Fragmento de lectura
* * * * * * *
Domingo, 15 de mayo de 2011 | Hoy
Por Eduardo Belgrano Rawson
Una vez nos mandaron a verlo a Cela, para una entrevista grabada. Llevábamos un Grundig de nueve kilos, que acarreamos hasta el Plaza Hotel. Era época de militares y no había ni para taxi. Pero no conseguimos ponerlo en marcha. Al cabo de media hora, Camilo Cela nos despidió con una palmada en la espalda. “Los espero mañana”, dijo. Al otro día estábamos otra vez. Ahora yo llevaba anotadas las instrucciones del operador de la radio, pero tampoco hubo caso. “No podés ser tan hijo de puta”, rezongaba Carlos Trillo, mientras veía mi lucha desesperada con los botones del grabador. Al final nos rendimos. Cuando recibió la noticia aciaga, Cela se limitó a murmurar: “Qué caraduras sois”. De cualquier modo, aceptó recibirnos a la mañana siguiente.
Nos aferrábamos a la radio como un náufrago a un clavo ardiendo. Municipal funcionaba en un sótano del Colón. Hoy hacíamos un programa de ciencia ficción y mañana uno de tango o lo que fuera. A veces sólo se cobraba con discos, que uno mismo retiraba cada semana de los sellos musicales. A la basura del Club del Clan la colocábamos rápido entre la gente de mi pensión. Los viernes de buenos negocios comíamos en Pichín.
* * * * * * *
Instrucciones
a) Según el fragmento sobre la entrevista con Cela, ¿por qué no pudieron hacer la entrevista el primer día? Explícalo en una a tres oraciones.
b) Prosigue el fragmento sobre la entrevista con Cela a partir de su última oración.
Los ítems son material aparte, independiente del fragmento sobre la entrevista con Cela.
* * * * * * *
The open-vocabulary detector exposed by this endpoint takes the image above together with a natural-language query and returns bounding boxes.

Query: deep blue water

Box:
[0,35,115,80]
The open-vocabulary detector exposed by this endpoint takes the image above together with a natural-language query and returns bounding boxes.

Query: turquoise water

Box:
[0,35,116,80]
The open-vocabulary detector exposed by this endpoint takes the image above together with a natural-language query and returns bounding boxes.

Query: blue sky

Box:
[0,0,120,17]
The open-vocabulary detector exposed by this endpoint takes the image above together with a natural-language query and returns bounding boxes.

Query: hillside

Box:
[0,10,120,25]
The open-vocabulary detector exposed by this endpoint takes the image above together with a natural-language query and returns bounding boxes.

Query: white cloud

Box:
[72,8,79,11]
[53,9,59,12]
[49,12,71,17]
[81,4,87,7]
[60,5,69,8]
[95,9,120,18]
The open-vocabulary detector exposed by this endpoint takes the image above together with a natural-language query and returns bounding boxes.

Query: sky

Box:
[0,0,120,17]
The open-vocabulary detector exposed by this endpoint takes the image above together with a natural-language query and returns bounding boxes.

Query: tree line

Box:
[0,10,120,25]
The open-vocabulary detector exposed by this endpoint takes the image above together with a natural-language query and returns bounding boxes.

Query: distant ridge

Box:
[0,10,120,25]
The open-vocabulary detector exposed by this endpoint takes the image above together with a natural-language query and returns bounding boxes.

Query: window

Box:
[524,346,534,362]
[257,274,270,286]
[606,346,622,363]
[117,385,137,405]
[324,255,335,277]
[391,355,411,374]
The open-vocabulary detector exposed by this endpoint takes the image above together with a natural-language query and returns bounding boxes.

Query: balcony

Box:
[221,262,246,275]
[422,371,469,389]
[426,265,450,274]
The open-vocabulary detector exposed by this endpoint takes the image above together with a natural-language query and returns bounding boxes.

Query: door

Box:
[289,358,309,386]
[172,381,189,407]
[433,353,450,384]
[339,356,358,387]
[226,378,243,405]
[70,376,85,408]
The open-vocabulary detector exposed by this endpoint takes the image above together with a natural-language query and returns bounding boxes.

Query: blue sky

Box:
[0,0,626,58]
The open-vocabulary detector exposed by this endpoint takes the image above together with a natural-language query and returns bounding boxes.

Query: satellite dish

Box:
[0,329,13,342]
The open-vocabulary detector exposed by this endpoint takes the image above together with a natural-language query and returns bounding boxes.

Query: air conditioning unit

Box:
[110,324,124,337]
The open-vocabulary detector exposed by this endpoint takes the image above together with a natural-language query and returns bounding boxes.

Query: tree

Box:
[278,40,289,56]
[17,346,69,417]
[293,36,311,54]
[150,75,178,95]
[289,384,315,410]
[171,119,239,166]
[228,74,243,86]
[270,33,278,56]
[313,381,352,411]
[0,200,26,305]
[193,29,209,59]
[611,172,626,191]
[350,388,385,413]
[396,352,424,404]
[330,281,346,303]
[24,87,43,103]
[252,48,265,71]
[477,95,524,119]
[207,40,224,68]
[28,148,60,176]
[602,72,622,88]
* * * * * * *
Respuestas por tarea
a) No consiguieron poner en marcha el Grundig de nueve kilos que habían llevado hasta el Plaza Hotel. Al cabo de media hora, Cela los despidió y les dijo que los esperaba al día siguiente.

b)
Pese a la indigencia reinante, la radio te obligaba a presentar los libretos con doble copia, para que los aprobara el asesor literario. Más de una vez nos amanecimos en la pensión Primavera tipiando los libretos de la semana. El cuarto daba a un patiecito que soltaba un tufo caliente. Abajo funcionaba Sorocabana: era la esquina de Callao y Sarmiento. Carlos había colgado de la ventana un frasco vacío de Atkinsons. “Este tiene vista a Colonia”, explicaba a los visitantes. De cualquier modo, era preferible esa cueva a las habitaciones que daban a la avenida y padecían el letrero de Sorocabana, que llegaba hasta el quinto piso y cada veinte segundos cambiaba de color. Si dormías ahí, durante toda la noche tu cara pasaba del verde al amarillo.
Eran los años ‘60, cuando aún se bailaba abrazado y los obreros solían llegar al trabajo con la Crónica bajo el brazo. Yo llevaba poco en Buenos Aires y Trillo hacía de Cicerone. “Ese es Viñas”, me dijo un día. Este venía caminando por Corrientes y se detuvo en Callao. Ahí se demoró un rato, en el filo de la vereda, como quien llega a la orilla del mar y prueba la temperatura del agua. Enseguida volvió sobre sus pasos, rumbo al Obelisco. Con el tiempo conocí a Viñas y recordé el episodio: “Nunca cruzo Callao porque me apuno”, confirmó. En esa misma esquina de Viñas, Carlos Trillo me presentó a su más famoso colega: “Este es Oesterheld”, dijo.
Yo era Eduardo Cilento y él era Carlos Cartago. Trillo publicaba en Misterix y yo lidiaba en Intervalo o El Tony con un editor que pedía finales edificantes. De lo contrario te la rechazaban, o al menos me las rechazaban a mí. Trillo vivía en estado de historieta mientras que yo hacía historietas a falta de otra cosa. De cualquier modo, la historieta argentina se estaba muriendo y recién reviviría en los ‘70, gracias a Trillo, entre otros.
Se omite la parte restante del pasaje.